# DATASET EXTRACT
⁂

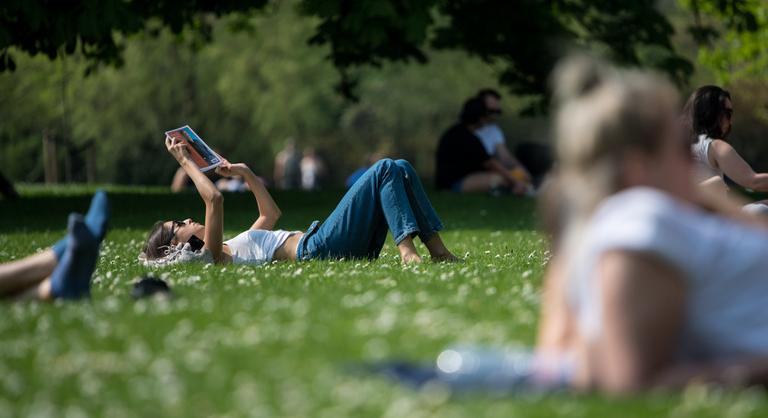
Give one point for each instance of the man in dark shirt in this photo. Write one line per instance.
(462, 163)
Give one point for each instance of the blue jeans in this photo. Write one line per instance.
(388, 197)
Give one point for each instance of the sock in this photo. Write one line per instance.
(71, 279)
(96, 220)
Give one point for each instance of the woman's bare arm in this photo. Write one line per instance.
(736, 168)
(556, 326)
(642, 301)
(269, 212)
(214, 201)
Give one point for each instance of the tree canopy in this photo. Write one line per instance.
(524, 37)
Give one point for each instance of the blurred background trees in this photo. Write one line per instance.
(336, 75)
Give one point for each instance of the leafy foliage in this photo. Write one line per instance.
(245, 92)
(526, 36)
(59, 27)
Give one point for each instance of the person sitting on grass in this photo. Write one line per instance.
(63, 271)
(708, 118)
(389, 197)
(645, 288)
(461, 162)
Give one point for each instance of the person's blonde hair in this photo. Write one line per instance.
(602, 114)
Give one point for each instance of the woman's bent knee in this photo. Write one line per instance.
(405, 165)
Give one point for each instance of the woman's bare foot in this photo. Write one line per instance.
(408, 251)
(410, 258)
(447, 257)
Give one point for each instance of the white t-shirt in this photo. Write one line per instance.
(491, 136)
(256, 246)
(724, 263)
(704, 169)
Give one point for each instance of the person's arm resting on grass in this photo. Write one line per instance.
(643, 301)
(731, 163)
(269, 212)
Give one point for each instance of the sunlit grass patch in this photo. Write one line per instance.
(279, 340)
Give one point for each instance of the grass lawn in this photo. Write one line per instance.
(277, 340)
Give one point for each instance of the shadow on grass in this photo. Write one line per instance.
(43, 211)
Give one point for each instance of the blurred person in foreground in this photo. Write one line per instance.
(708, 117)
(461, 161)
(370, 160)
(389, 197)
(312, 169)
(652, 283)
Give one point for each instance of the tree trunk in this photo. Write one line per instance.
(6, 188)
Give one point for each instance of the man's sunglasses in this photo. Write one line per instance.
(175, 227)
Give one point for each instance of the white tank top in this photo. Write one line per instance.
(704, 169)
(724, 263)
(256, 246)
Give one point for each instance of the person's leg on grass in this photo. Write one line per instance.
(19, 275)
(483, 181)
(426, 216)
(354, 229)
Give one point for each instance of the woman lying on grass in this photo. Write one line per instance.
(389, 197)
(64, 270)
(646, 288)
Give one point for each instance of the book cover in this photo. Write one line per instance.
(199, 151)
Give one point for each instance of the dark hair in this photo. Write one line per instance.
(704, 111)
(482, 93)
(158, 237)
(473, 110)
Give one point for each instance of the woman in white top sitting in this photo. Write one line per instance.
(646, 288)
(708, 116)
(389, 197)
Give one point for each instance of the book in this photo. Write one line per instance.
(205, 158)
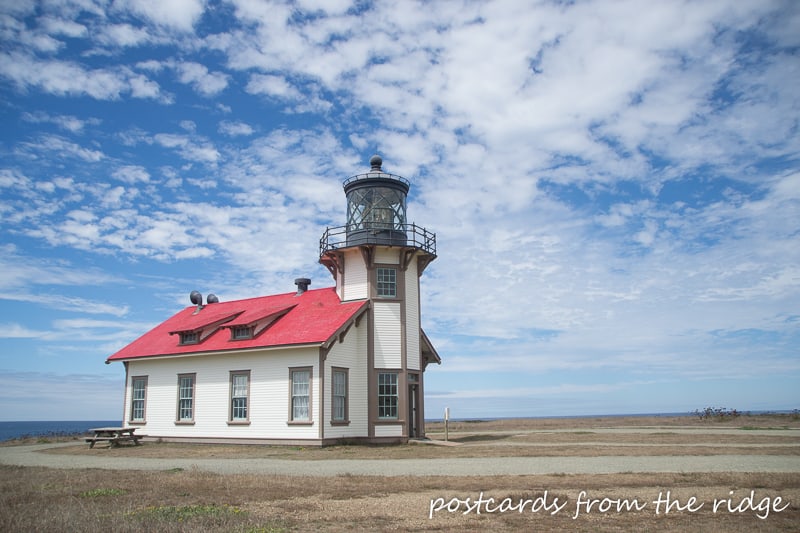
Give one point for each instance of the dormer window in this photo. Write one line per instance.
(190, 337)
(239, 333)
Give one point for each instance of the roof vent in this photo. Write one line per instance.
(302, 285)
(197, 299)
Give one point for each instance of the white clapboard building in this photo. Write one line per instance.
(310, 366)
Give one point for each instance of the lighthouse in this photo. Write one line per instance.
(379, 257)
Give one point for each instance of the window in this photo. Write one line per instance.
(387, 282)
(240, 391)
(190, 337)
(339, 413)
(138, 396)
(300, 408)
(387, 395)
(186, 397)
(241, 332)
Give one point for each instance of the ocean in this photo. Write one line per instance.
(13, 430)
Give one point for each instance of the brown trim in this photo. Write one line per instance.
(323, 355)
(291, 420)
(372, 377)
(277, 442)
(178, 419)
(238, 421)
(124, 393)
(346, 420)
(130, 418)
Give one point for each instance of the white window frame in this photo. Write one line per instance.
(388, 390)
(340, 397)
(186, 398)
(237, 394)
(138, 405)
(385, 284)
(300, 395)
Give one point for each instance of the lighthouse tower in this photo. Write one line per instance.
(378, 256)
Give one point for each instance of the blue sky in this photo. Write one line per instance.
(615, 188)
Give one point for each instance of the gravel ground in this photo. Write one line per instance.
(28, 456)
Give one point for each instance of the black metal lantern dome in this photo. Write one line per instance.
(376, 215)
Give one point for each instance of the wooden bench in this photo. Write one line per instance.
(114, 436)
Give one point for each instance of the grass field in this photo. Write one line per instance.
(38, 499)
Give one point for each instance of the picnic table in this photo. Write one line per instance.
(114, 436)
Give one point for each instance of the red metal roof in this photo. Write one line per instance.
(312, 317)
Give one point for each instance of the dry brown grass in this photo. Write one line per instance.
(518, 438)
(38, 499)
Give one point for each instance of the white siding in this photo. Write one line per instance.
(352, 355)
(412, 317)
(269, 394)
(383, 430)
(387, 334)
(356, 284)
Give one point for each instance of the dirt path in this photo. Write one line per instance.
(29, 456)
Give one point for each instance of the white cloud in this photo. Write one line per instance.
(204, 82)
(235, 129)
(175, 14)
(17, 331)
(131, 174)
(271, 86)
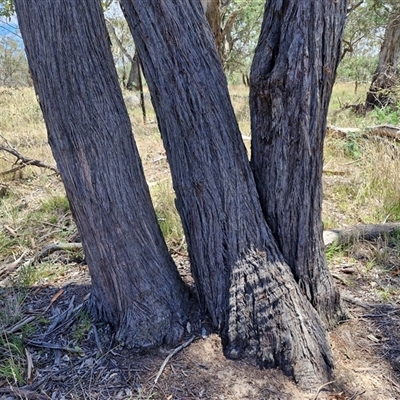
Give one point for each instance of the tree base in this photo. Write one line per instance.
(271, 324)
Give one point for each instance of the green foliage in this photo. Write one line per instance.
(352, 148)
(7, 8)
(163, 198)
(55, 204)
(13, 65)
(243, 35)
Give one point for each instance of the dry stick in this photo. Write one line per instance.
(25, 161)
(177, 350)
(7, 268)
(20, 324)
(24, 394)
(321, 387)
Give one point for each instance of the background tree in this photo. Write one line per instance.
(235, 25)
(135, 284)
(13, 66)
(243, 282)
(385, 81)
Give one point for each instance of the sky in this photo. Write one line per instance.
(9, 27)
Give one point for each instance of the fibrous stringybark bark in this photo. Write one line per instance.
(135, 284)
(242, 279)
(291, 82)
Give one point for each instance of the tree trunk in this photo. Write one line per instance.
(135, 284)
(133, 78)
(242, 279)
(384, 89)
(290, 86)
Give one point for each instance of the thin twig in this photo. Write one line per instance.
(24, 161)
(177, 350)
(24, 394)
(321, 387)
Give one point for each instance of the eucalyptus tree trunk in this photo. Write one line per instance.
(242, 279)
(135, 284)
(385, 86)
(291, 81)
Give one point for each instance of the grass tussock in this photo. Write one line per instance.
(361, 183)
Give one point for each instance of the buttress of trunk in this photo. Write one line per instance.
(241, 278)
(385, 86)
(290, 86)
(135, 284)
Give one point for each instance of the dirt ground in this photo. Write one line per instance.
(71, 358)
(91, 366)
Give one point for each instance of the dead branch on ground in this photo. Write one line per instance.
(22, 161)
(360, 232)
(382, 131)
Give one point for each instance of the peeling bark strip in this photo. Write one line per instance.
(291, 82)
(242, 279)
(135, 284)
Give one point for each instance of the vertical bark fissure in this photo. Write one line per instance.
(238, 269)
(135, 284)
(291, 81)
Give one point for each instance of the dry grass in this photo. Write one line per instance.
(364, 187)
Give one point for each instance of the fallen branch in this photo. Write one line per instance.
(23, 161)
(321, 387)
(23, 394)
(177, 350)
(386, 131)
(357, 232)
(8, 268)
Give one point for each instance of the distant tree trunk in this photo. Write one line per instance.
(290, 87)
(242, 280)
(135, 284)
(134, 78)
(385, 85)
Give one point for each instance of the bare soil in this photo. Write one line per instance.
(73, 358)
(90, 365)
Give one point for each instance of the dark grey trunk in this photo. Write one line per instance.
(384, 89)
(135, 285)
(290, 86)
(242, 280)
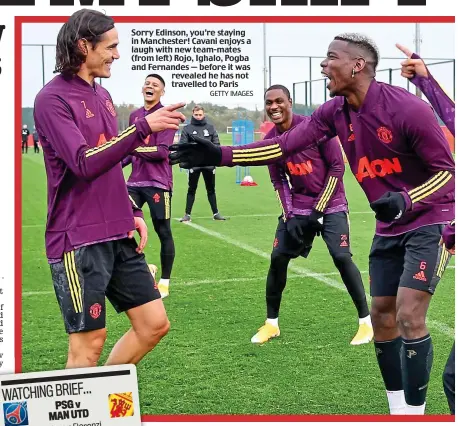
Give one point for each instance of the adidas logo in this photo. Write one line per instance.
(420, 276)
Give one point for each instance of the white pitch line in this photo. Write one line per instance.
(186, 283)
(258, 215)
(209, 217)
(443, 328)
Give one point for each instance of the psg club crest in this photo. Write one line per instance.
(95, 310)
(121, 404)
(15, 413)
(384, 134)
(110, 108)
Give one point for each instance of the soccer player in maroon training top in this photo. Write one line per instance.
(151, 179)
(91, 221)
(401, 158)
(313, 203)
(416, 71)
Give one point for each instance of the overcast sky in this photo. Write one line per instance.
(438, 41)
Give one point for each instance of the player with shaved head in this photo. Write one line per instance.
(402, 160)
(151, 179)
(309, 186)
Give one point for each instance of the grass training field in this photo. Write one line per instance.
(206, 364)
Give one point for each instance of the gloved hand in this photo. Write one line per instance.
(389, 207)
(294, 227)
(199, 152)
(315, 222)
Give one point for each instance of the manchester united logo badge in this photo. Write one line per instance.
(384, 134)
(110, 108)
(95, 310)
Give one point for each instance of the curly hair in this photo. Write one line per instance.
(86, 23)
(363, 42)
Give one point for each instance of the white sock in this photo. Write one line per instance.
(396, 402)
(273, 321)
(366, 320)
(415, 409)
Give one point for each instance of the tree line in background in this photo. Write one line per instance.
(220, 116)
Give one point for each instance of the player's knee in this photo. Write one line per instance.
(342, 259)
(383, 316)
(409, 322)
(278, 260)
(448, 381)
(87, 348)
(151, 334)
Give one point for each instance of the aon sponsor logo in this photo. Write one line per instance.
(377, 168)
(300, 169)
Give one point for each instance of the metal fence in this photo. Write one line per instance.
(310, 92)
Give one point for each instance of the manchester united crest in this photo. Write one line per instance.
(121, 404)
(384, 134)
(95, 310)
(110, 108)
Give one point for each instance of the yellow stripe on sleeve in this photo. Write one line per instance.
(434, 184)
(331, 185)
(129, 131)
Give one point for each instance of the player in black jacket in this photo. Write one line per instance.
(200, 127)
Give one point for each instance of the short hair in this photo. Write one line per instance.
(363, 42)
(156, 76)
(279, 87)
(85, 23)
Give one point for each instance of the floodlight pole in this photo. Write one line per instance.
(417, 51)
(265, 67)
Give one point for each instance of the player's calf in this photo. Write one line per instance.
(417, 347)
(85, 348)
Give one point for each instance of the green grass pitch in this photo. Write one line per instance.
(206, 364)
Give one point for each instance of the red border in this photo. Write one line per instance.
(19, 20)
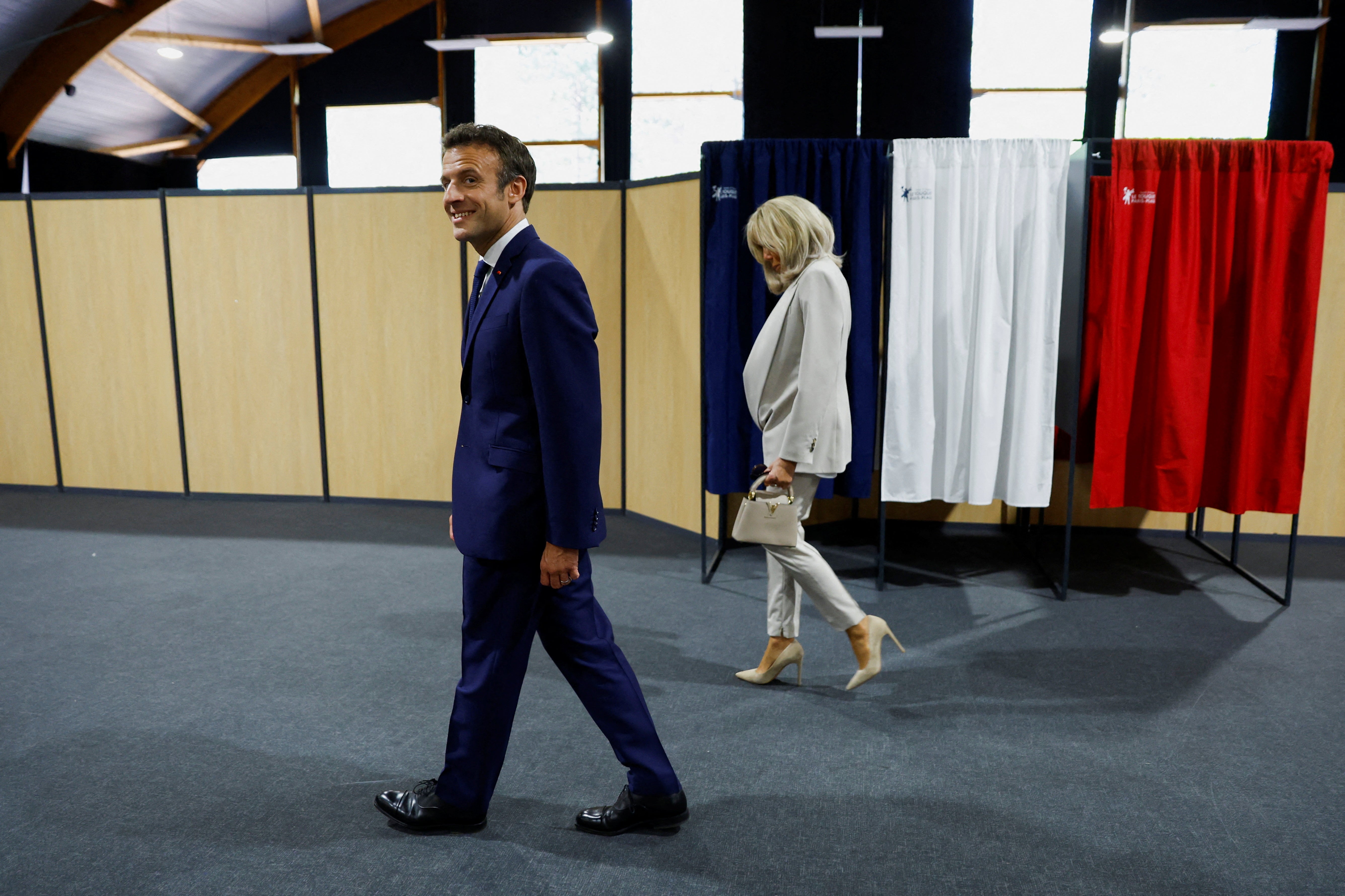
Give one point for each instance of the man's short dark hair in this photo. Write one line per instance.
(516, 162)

⁂

# GIVEN INSTRUCTION
Copy nothing outside the span: please output the lines from the one with "Give one point for each instance of the yellow" through the end of the entries above, and skip the pictures.

# IN RESPONSE
Give one point for each instance of the yellow stripe on sleeve in this photo. Write one line per instance.
(434, 184)
(331, 185)
(129, 131)
Give one point for each instance of the player in black jacket in this photo. Write one line per instance.
(200, 127)
Give one point for each instance of the short hair in this photo. Write one line per instance.
(363, 42)
(156, 76)
(279, 87)
(85, 23)
Give one point for each instance of the floodlight pole in this photo. Write one line per instance.
(417, 51)
(265, 67)
Give one point for each instance of the player's calf in this photo. Write one line per instance.
(417, 347)
(85, 348)
Give one point for each instance of the green grass pitch in this photo. Write one line per instance.
(206, 364)
Give one point for each instance of the red border in this photo. Write one line per instance.
(19, 20)
Give one point for each instance of the man's short dark hair in this photo. Write one line per instance.
(516, 162)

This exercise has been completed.